### DESCRIPTION OF THE TASK
Reproduce the records below, swapping each "Indicate" for "Mark" and leaving everything else unchanged.

##### RECORDS FOR PROCESSING #####

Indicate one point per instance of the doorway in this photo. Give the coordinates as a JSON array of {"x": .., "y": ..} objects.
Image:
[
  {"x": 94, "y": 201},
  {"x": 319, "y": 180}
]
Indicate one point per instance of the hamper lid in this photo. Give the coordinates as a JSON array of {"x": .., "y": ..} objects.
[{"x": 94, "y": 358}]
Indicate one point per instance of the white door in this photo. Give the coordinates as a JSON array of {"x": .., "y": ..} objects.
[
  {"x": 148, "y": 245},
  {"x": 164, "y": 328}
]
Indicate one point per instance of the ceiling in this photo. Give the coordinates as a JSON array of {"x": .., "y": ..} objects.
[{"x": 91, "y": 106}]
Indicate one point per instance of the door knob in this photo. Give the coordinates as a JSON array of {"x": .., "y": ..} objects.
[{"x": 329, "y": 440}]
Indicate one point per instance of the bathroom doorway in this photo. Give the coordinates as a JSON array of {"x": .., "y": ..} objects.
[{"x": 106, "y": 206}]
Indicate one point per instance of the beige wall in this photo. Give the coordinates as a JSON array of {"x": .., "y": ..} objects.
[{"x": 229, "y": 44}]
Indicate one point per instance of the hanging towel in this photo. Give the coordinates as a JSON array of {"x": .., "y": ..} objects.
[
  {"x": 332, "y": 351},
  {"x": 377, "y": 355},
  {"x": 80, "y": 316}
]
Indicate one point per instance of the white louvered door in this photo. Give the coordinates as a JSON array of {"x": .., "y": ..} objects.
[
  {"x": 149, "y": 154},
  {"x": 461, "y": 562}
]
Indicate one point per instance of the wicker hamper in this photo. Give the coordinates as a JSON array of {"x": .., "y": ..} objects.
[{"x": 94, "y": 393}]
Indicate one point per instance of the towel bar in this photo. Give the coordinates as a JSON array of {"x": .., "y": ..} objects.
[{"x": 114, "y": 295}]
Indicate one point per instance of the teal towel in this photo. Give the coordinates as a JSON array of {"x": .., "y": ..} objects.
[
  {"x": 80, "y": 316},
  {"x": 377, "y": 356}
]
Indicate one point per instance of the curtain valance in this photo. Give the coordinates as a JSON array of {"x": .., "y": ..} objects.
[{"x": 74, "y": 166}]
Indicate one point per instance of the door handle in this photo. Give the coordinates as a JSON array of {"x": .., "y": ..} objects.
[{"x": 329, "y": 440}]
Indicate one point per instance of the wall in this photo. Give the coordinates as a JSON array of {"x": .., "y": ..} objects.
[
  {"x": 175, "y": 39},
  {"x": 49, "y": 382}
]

#####

### WRITTEN SOLUTION
Mark one point per instance of the doorway in this photo. Give the coordinates as a JSON array of {"x": .., "y": ..} objects.
Image:
[
  {"x": 94, "y": 201},
  {"x": 319, "y": 180}
]
Mark one point per instance of the hamper lid in this photo. Give the coordinates as a JSON array of {"x": .., "y": ..} objects.
[{"x": 94, "y": 358}]
Mark one point per instance of the white door in this photo. Give the coordinates as a JSON array of {"x": .., "y": ..} objects.
[
  {"x": 148, "y": 245},
  {"x": 164, "y": 328}
]
Mark one point per instance of the ceiling in this photo. Give the coordinates as a JSON array of {"x": .., "y": ..} objects.
[{"x": 91, "y": 106}]
Mark one point per instance of the door knob in this photo. Give the coordinates as a JSON array of {"x": .., "y": ..} objects.
[{"x": 329, "y": 440}]
Mark one point per instance of the bathroom doorway in this photo. Give the coordinates as a JSON array of {"x": .., "y": ..} objects.
[{"x": 106, "y": 206}]
Mark one point per instance of the beige wall in this photo. Give the coordinates as a JSON array of {"x": .., "y": ..} objects.
[{"x": 229, "y": 44}]
Mark one point per instance of the hanging towel in this photo. Give the coordinates as a JSON array of {"x": .., "y": ..} objects.
[
  {"x": 332, "y": 351},
  {"x": 377, "y": 355},
  {"x": 80, "y": 316}
]
Mark one point per instance of the white louvered door in this photo. Give the coordinates as a JSON array of {"x": .., "y": ..} objects.
[
  {"x": 149, "y": 154},
  {"x": 461, "y": 562}
]
Mark one point per instance of the wicker hamper in this photo. Give the coordinates as a JSON array of {"x": .., "y": ..} objects.
[{"x": 94, "y": 393}]
Mark one point per instance of the towel bar in this photo. Give the coordinates as a JSON array of {"x": .., "y": ..} objects.
[{"x": 114, "y": 295}]
Mark one point per instance of the teal towel in this photo. Give the coordinates as a JSON array of {"x": .., "y": ..} objects.
[
  {"x": 80, "y": 316},
  {"x": 377, "y": 356}
]
Mark one point per instance of the curtain valance in this photo. Give the coordinates as a JSON array of {"x": .., "y": ..} objects.
[{"x": 74, "y": 166}]
Mark one point per instance of the door handle in this photo. Give the coordinates as a JSON array of {"x": .., "y": ..} objects.
[{"x": 329, "y": 440}]
Mark one point per instance of the wall in this photo. Give the coordinates as a JSON array of {"x": .., "y": ..} objects.
[
  {"x": 175, "y": 39},
  {"x": 49, "y": 382}
]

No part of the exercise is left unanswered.